From the line containing "Target: pink tank top" to the last line of the records, please reproduce every line exactly and nothing more.

Data for review:
^^^^^^^^^^^^^^^^

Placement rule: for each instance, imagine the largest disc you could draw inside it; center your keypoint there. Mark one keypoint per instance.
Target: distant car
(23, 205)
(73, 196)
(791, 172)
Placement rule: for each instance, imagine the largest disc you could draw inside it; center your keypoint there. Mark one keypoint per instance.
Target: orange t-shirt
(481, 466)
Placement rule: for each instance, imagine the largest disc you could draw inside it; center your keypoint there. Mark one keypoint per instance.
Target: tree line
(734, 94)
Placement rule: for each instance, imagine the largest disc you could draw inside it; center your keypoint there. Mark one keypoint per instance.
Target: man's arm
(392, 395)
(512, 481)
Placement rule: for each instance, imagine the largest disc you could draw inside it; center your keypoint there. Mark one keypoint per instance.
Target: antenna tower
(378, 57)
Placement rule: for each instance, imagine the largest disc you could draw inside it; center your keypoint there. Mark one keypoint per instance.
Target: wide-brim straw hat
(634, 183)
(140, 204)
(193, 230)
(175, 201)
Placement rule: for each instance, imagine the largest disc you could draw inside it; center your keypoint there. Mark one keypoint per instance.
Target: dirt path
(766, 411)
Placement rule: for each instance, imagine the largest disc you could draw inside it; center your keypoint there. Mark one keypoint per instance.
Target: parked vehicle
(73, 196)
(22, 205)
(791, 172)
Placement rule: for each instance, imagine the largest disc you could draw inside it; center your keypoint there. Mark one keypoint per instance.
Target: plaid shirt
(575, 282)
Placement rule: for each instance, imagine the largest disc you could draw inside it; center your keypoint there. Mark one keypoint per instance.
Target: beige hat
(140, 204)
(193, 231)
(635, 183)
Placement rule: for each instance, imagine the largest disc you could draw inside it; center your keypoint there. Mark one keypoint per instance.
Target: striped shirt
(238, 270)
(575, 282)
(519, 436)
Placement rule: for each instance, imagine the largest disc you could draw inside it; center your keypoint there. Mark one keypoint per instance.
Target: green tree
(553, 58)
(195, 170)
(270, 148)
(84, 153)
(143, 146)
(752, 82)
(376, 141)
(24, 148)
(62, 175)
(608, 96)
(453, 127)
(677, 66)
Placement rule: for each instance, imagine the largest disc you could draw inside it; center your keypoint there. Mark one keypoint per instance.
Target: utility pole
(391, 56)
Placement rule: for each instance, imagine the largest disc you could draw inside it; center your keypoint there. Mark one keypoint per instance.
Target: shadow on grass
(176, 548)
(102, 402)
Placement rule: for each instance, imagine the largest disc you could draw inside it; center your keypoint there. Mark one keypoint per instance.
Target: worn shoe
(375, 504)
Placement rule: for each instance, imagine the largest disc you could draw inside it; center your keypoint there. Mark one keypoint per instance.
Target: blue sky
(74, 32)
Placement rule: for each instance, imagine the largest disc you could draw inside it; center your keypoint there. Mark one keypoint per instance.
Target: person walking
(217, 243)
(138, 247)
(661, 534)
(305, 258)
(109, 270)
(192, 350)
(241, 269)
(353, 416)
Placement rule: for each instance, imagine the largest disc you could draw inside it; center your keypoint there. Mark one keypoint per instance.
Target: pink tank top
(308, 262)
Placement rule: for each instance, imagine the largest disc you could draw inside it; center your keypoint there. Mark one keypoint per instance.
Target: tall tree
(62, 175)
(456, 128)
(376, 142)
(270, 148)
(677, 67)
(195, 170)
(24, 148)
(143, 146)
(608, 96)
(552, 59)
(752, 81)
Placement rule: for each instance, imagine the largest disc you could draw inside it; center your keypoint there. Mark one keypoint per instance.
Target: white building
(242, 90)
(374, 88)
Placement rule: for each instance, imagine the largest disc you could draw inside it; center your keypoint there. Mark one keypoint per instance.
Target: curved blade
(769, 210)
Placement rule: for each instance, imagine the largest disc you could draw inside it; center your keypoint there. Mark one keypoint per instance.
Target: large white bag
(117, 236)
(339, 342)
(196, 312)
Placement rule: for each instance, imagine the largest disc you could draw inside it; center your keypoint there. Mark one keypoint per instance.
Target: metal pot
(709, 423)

^^^^^^^^^^^^^^^^

Exercise solution:
Target: pink tank top
(308, 262)
Placement rule: for each instance, imagine the largest disc you could draw inside it; center your keypoint there. Mark one keypoint per instance.
Target: tall tree
(62, 175)
(456, 128)
(376, 142)
(270, 148)
(677, 67)
(195, 170)
(24, 148)
(143, 146)
(608, 96)
(552, 59)
(752, 81)
Placement rule: for each instance, imagine the largest disc you could draw inside it; center your keypoint there. Mark one keypoint per instance.
Target: white building
(242, 90)
(374, 88)
Placement rule: for each instance, imagine the largest disc you could draw inside it; center your keypoint there. Mark one keypoint per instance.
Target: curved blade
(769, 210)
Placement rule: for each instance, imagine the largest disc you could draw inside it; center your keypoint there. Mark one keypoint per instance.
Target: large white bag
(117, 236)
(339, 342)
(196, 312)
Placement rule: for each instance, imagine the largest disc you could draw inside it; center your keypoint there. Mark one keypoint per instance.
Target: metal pot
(709, 423)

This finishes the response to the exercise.